>> START
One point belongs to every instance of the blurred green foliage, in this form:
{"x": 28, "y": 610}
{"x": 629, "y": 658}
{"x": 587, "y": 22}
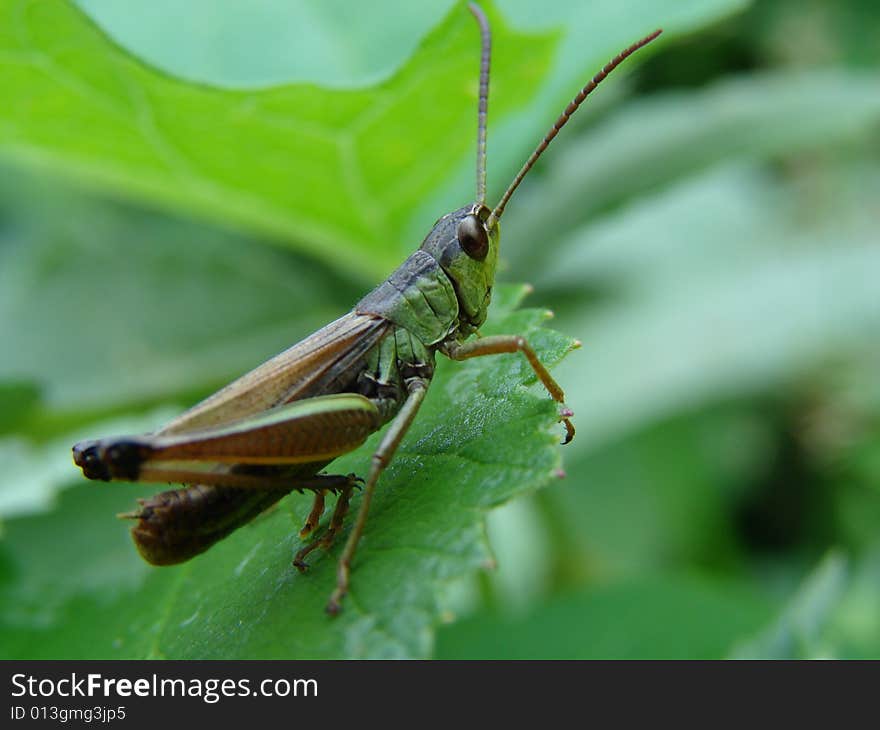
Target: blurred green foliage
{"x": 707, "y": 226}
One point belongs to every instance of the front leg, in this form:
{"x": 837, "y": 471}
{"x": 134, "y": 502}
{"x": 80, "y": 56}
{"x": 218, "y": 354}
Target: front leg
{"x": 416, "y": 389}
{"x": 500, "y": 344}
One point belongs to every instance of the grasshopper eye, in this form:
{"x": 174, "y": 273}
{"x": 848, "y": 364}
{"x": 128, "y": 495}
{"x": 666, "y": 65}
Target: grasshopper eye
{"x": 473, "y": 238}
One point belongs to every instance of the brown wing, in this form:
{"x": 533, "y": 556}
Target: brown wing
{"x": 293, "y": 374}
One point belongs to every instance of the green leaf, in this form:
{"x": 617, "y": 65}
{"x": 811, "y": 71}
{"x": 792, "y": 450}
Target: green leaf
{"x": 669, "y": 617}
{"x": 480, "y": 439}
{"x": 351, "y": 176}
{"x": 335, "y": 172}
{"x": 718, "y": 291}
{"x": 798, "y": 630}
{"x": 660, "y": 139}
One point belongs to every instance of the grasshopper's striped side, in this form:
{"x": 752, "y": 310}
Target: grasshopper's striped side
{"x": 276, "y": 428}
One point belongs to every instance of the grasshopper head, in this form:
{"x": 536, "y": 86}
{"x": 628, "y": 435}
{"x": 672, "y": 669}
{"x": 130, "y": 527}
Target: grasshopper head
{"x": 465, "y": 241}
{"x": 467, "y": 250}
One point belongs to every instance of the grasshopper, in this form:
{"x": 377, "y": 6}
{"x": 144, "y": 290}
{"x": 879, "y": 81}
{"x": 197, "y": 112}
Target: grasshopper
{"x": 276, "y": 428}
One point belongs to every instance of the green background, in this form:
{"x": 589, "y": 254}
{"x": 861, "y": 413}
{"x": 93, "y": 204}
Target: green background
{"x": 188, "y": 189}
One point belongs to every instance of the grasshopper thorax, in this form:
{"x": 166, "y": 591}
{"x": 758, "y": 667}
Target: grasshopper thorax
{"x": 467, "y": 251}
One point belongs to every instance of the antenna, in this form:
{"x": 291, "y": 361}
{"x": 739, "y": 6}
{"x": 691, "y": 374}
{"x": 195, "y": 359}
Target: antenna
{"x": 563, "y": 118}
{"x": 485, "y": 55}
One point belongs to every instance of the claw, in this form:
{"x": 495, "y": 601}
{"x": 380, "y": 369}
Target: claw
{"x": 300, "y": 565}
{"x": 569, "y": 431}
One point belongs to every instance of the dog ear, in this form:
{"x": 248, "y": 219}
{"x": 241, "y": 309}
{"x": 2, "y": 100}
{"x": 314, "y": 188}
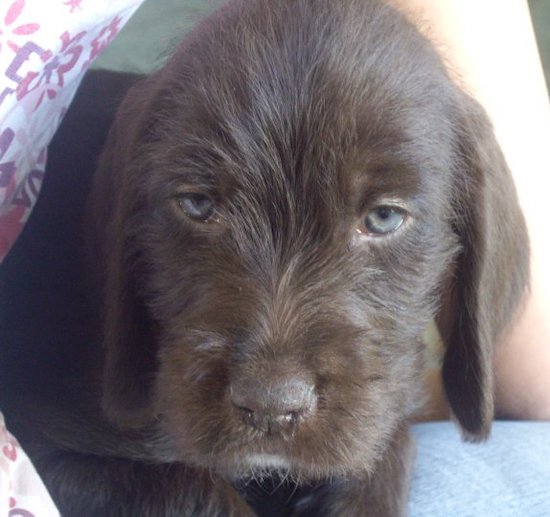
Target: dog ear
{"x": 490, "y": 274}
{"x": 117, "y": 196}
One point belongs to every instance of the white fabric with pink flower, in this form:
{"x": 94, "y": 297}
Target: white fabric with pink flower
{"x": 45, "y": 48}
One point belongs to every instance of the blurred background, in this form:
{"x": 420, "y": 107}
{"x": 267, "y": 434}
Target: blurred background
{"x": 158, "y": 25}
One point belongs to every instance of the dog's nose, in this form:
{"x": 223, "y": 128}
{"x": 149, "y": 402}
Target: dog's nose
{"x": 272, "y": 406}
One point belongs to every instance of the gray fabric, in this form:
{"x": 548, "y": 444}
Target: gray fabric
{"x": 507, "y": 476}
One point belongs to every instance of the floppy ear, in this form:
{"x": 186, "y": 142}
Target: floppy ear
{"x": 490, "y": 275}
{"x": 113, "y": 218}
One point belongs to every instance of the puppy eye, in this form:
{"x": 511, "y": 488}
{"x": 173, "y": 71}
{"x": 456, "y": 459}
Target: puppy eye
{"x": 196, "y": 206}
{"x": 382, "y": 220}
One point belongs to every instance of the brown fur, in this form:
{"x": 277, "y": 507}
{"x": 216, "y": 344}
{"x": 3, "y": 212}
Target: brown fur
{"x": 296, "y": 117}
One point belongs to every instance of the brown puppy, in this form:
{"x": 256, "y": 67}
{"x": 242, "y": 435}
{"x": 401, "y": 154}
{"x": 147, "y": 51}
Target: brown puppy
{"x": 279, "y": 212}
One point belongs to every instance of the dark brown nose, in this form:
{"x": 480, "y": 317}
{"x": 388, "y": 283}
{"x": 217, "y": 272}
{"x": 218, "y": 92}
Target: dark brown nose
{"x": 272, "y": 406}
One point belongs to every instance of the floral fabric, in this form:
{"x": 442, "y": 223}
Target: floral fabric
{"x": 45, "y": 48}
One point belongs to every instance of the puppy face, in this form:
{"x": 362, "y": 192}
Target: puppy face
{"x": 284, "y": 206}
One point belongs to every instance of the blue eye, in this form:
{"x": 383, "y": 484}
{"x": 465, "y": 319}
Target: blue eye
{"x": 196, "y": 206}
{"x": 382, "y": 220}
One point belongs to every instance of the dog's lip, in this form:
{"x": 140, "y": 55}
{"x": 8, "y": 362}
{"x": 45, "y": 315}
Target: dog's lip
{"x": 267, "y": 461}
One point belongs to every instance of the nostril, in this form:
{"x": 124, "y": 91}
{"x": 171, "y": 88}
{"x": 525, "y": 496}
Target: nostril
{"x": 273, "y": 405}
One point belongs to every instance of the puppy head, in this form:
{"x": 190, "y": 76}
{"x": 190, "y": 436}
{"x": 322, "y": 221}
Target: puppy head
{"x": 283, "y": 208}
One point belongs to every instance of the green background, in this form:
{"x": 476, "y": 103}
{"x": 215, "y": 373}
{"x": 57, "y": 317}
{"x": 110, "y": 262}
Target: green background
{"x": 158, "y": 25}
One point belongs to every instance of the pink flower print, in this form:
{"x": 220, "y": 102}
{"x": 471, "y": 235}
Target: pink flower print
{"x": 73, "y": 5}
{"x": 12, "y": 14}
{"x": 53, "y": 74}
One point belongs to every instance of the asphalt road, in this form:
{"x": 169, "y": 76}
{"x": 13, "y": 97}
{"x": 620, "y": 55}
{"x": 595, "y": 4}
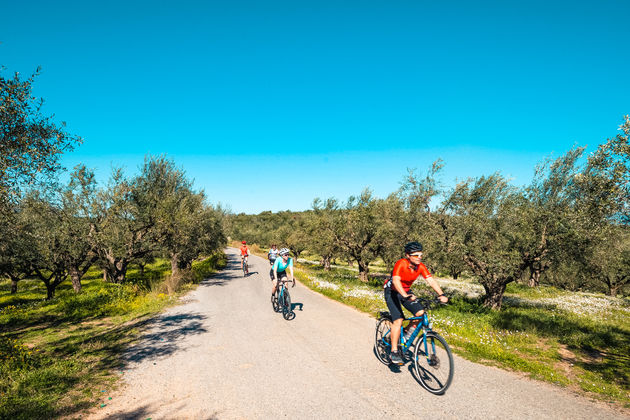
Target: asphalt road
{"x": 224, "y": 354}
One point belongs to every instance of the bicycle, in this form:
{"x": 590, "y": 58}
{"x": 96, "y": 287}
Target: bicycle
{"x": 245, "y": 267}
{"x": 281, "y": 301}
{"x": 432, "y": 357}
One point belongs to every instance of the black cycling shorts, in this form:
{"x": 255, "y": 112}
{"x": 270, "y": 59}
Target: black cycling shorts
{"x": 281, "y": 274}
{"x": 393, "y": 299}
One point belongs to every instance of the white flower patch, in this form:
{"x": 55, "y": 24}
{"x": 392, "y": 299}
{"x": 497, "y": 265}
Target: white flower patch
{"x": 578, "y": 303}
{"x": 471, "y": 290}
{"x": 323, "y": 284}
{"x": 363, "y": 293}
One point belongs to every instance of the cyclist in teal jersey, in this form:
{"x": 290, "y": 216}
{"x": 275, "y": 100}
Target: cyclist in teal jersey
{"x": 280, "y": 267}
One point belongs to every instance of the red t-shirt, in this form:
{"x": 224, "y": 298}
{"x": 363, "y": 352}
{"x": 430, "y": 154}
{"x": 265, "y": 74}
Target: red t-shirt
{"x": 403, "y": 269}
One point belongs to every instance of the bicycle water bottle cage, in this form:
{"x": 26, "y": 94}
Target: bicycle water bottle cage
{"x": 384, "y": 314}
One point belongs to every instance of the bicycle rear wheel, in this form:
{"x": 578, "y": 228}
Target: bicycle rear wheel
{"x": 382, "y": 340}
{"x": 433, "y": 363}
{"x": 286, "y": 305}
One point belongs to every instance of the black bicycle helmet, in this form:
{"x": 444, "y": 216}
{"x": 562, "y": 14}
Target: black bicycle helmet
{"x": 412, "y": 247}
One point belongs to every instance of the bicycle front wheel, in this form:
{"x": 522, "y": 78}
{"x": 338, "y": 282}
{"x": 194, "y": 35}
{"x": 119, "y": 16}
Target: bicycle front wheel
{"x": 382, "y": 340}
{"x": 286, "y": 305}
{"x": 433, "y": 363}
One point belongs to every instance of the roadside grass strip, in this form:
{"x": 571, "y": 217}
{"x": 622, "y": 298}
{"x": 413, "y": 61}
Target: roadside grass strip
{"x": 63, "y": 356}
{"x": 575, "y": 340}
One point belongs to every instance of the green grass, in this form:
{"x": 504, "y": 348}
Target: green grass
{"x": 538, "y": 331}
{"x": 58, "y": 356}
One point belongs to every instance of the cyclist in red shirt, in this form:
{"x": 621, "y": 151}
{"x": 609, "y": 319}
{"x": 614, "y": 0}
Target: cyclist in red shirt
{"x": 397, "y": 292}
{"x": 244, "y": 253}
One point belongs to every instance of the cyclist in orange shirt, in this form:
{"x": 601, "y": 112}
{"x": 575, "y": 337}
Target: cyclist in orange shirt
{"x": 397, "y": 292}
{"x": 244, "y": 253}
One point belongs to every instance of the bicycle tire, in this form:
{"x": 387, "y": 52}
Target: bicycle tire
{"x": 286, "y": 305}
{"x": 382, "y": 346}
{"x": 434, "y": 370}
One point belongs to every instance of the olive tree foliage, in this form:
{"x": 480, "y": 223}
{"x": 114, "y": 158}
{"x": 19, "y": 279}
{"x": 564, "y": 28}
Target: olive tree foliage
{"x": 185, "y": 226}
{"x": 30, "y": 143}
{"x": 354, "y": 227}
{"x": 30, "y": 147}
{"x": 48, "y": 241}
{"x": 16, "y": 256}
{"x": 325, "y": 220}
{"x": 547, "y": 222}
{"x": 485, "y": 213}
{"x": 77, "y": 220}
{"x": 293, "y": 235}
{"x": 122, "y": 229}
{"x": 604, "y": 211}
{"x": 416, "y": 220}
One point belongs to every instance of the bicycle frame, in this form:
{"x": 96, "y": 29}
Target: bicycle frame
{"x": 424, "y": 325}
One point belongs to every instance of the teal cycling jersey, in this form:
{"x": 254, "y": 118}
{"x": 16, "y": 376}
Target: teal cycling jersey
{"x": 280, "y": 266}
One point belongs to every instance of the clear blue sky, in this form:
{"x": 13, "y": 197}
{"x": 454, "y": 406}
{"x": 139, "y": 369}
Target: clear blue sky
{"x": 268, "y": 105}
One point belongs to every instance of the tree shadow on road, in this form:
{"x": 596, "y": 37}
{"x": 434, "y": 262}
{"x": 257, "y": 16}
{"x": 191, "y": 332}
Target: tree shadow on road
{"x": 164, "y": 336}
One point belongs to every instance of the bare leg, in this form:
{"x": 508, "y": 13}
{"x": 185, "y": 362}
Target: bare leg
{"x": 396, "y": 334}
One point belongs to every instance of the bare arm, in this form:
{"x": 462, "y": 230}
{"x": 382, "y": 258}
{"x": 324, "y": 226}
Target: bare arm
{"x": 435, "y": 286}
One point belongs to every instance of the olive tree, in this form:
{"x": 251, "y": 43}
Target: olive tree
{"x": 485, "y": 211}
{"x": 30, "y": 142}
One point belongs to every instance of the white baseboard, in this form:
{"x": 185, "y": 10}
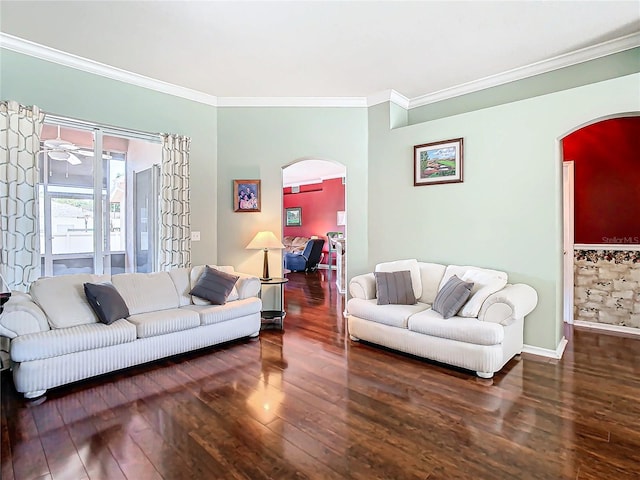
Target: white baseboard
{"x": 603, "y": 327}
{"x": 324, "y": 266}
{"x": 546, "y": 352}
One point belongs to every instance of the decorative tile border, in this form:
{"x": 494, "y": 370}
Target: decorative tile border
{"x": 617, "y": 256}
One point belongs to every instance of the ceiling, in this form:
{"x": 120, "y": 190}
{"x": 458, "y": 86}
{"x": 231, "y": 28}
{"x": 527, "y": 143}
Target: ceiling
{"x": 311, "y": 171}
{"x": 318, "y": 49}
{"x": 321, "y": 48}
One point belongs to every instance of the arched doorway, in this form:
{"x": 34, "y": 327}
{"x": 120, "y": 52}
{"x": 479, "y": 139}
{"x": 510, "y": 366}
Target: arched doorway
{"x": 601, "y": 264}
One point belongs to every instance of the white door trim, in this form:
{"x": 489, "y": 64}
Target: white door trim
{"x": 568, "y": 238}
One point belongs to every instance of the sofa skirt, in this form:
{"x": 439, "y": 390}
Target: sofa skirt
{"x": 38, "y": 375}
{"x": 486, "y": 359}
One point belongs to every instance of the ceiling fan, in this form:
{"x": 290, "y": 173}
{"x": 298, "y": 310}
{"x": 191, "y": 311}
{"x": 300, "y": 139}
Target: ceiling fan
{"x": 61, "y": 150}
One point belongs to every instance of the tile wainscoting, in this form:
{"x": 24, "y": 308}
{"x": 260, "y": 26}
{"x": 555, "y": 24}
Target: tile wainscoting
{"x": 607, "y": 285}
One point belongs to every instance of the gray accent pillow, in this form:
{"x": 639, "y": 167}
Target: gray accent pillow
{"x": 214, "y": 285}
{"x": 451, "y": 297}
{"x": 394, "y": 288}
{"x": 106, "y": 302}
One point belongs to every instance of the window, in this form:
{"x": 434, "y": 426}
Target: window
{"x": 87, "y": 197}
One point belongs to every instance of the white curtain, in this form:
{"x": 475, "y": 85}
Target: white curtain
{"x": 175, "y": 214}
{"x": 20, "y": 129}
>> END
→ THE EXERCISE
Starting at the line that contains "One point belongs to every instance of the tile", quote each remaining line of the entries above, unchanged.

→ EXERCISE ANSWER
One point belongs to every instance of the tile wainscoting, in this form:
{"x": 24, "y": 308}
{"x": 260, "y": 26}
{"x": 555, "y": 24}
Target: tile wainscoting
{"x": 607, "y": 285}
One point belongs to every instance of the gray accent pillow, in this form:
{"x": 639, "y": 167}
Target: gray accent pillow
{"x": 214, "y": 285}
{"x": 451, "y": 297}
{"x": 394, "y": 288}
{"x": 106, "y": 302}
One point belongs to every instance of the window, in this form:
{"x": 434, "y": 426}
Target: window
{"x": 87, "y": 197}
One point belongs to every instance of the white curtain, in this form:
{"x": 475, "y": 85}
Target: white curtain
{"x": 175, "y": 214}
{"x": 20, "y": 129}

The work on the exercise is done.